Lay out the lines of the items as a JSON list of strings, one string per line, from the line that contains "surface, that would be a great help." through the line that contains "429 71 L 409", both included. Leave out any blank lines.

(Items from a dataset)
......
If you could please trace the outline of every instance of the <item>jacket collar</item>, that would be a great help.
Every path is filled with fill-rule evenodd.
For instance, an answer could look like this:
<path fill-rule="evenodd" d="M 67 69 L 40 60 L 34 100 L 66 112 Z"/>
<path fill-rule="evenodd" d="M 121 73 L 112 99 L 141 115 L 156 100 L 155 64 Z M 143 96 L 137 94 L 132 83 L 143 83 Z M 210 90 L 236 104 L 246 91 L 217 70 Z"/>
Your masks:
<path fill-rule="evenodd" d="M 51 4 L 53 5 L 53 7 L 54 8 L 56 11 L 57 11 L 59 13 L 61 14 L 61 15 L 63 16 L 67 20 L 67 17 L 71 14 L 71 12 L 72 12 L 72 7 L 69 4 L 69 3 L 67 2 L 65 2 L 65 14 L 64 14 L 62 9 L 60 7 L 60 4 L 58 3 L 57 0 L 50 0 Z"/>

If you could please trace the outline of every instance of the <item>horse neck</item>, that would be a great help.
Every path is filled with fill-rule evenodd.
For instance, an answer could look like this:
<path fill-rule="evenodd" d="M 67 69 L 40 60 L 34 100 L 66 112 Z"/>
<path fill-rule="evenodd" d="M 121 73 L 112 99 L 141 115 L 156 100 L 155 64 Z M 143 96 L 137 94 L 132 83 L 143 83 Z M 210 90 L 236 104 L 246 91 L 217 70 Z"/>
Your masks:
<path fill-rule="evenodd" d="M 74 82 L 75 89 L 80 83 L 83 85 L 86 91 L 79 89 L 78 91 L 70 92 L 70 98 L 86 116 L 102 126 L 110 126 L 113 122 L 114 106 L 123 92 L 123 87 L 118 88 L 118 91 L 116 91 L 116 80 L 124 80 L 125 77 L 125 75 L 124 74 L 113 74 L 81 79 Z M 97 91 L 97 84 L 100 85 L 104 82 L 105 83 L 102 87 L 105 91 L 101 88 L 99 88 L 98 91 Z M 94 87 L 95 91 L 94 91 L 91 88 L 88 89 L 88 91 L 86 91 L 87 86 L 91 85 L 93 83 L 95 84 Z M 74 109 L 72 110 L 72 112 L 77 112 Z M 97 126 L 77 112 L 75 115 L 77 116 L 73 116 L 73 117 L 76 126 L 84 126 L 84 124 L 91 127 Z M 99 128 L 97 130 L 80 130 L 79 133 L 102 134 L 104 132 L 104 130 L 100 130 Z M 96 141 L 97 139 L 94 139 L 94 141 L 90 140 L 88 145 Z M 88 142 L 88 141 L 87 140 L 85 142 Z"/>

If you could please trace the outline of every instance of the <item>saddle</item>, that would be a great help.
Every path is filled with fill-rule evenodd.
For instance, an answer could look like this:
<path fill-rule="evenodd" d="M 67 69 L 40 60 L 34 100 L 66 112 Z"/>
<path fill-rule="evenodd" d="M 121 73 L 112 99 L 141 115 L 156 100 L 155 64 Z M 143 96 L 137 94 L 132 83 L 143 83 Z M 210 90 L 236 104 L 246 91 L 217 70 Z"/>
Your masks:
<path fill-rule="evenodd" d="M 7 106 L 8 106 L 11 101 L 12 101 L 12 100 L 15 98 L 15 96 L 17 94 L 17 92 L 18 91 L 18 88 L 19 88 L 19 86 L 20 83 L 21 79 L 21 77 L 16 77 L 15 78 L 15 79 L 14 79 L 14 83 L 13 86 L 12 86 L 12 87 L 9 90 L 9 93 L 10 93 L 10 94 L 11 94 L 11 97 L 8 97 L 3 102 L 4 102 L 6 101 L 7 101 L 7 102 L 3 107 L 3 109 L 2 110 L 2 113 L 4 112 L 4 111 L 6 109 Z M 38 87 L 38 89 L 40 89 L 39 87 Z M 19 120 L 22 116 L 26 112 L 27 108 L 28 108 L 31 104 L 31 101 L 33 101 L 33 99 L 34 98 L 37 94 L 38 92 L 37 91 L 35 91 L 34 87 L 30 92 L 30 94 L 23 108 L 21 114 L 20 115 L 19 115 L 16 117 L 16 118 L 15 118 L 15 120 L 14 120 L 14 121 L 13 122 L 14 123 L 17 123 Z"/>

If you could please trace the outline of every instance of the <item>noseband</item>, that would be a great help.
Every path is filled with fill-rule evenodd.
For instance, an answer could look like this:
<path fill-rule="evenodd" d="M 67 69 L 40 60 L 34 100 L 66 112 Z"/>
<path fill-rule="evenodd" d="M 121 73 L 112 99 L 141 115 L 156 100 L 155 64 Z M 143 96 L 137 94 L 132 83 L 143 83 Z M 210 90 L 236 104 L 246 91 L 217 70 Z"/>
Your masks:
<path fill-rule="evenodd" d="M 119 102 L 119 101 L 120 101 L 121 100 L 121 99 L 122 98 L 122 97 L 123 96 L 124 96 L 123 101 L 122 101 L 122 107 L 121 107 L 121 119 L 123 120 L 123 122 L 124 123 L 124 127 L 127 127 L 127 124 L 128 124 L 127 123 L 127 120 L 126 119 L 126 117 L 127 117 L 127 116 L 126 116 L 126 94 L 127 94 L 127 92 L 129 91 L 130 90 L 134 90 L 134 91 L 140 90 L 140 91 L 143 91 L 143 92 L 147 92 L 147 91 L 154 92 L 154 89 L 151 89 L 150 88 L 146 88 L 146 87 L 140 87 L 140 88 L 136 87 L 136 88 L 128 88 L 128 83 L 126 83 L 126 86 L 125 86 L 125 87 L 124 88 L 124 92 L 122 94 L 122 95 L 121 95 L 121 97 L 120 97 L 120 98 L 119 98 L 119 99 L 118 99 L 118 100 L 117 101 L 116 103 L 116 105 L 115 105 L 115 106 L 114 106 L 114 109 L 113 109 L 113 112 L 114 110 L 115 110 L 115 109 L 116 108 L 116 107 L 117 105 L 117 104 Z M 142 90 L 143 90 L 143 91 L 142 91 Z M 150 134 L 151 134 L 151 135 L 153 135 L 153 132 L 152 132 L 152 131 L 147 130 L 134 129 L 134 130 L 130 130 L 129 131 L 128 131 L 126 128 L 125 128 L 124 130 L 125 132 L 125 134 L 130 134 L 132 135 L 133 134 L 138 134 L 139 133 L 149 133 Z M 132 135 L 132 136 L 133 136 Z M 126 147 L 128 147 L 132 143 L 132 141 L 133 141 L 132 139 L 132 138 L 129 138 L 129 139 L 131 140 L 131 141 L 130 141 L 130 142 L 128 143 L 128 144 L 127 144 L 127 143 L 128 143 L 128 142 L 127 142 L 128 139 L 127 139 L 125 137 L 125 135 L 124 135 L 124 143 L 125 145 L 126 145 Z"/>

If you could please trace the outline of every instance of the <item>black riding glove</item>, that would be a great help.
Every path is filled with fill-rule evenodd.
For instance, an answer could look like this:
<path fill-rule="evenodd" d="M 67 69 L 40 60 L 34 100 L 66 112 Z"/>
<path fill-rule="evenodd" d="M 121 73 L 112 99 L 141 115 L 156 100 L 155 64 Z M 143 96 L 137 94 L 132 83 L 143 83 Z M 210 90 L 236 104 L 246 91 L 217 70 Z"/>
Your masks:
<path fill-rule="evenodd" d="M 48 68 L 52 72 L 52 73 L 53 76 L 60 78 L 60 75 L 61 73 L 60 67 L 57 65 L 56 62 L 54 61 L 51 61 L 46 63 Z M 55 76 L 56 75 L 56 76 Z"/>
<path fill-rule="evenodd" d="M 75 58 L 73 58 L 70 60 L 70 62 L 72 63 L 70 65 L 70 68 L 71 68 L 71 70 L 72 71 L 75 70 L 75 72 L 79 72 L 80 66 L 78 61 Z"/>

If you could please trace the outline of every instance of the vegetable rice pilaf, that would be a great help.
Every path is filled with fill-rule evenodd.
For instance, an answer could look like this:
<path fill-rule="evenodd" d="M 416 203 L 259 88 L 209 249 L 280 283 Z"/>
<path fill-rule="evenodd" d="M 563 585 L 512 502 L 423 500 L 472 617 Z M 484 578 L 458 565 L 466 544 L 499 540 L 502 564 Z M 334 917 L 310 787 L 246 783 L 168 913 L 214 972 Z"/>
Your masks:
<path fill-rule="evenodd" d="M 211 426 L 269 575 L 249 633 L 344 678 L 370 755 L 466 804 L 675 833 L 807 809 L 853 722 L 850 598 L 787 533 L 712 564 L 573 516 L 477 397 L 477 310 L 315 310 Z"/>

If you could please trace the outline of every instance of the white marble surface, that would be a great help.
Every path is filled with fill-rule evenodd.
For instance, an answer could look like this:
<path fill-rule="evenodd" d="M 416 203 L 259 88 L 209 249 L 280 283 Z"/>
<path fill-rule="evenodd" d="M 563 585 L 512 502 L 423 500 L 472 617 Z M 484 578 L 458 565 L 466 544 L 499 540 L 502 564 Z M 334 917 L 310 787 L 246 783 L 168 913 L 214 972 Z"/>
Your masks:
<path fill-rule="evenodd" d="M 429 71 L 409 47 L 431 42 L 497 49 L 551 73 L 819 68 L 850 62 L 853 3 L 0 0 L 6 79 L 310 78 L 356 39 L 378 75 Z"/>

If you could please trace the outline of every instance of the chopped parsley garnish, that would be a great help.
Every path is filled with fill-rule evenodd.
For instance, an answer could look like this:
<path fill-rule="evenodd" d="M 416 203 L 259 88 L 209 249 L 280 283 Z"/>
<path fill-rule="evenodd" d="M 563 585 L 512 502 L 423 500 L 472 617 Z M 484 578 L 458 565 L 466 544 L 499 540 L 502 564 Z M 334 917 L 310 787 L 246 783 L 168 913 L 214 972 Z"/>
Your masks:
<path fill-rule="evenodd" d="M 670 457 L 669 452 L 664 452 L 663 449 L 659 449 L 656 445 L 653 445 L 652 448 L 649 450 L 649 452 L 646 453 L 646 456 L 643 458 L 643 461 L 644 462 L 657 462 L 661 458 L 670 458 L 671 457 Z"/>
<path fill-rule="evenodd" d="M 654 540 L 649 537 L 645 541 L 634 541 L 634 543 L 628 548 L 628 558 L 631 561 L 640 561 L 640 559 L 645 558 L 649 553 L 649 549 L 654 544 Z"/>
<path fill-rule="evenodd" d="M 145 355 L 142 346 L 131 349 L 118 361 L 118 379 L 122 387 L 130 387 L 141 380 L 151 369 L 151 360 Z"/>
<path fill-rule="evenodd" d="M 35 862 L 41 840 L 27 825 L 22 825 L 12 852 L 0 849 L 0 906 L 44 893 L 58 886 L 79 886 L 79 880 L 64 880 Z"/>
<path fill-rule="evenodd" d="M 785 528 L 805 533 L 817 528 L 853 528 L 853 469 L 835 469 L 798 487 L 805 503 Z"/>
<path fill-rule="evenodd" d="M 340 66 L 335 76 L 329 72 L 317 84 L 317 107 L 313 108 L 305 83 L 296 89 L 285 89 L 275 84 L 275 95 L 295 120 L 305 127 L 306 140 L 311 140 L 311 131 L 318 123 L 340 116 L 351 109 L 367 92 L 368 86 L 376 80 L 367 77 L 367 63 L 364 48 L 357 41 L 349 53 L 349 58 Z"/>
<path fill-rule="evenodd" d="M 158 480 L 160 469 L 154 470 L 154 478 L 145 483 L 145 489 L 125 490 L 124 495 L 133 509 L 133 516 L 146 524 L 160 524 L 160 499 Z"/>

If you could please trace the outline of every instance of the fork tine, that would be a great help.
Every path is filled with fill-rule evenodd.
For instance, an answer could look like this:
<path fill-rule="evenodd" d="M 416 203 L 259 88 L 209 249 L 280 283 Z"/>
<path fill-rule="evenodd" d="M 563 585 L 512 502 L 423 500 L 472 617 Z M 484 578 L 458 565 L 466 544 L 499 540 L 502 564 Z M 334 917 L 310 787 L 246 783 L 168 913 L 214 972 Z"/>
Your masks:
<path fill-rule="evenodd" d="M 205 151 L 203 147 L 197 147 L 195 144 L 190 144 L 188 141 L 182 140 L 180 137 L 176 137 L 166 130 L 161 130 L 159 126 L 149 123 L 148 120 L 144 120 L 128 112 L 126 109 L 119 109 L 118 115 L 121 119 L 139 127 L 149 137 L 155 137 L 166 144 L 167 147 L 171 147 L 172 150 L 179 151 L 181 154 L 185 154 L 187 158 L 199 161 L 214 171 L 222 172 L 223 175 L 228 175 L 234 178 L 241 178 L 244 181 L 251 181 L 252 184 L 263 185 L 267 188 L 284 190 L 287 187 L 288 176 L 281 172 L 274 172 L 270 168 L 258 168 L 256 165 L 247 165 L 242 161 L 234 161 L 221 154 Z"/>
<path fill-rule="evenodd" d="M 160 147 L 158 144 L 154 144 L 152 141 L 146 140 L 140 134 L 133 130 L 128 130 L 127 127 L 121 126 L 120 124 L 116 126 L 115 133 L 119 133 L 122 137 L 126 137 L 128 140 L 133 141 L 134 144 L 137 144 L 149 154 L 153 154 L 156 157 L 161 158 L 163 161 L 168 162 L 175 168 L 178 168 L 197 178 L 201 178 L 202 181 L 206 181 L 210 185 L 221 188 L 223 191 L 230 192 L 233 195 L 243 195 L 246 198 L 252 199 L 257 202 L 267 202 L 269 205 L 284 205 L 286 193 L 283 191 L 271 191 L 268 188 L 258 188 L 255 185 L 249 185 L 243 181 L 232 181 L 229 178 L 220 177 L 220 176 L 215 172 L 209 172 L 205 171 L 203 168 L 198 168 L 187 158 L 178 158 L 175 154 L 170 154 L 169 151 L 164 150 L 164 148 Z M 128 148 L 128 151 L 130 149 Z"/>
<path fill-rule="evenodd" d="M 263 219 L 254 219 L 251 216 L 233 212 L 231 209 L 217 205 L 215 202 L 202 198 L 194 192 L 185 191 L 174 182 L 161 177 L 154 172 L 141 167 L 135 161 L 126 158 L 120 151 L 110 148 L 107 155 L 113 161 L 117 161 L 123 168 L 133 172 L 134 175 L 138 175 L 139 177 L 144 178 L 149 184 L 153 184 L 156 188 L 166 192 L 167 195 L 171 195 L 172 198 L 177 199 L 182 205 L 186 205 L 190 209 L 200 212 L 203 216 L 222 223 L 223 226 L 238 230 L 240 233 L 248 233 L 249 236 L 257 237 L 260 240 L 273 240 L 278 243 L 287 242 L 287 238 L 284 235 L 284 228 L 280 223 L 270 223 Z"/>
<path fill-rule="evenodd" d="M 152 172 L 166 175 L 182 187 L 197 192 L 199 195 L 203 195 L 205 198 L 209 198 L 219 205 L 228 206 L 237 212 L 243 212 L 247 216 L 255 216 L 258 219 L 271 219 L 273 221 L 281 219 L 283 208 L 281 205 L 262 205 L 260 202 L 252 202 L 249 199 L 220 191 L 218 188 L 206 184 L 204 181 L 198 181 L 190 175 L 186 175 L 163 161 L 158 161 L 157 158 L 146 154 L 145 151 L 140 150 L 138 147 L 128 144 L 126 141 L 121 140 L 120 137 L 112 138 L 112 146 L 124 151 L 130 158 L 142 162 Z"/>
......
> _Response_
[
  "If you could please trace the outline of every instance of the white marble surface, that would be a great help.",
  "Every path is filled with fill-rule evenodd.",
  "For instance, an answer could look like this:",
  "<path fill-rule=\"evenodd\" d=\"M 416 203 L 259 88 L 209 249 L 280 283 Z\"/>",
  "<path fill-rule=\"evenodd\" d=\"M 563 585 L 512 502 L 423 500 L 472 617 Z M 484 578 L 458 565 L 466 544 L 499 540 L 502 564 Z M 334 917 L 310 787 L 246 783 L 168 913 L 214 972 Z\"/>",
  "Your masks:",
  "<path fill-rule=\"evenodd\" d=\"M 429 71 L 409 47 L 431 42 L 497 49 L 551 73 L 819 68 L 850 62 L 853 3 L 0 0 L 6 79 L 310 78 L 356 39 L 378 75 Z\"/>"
]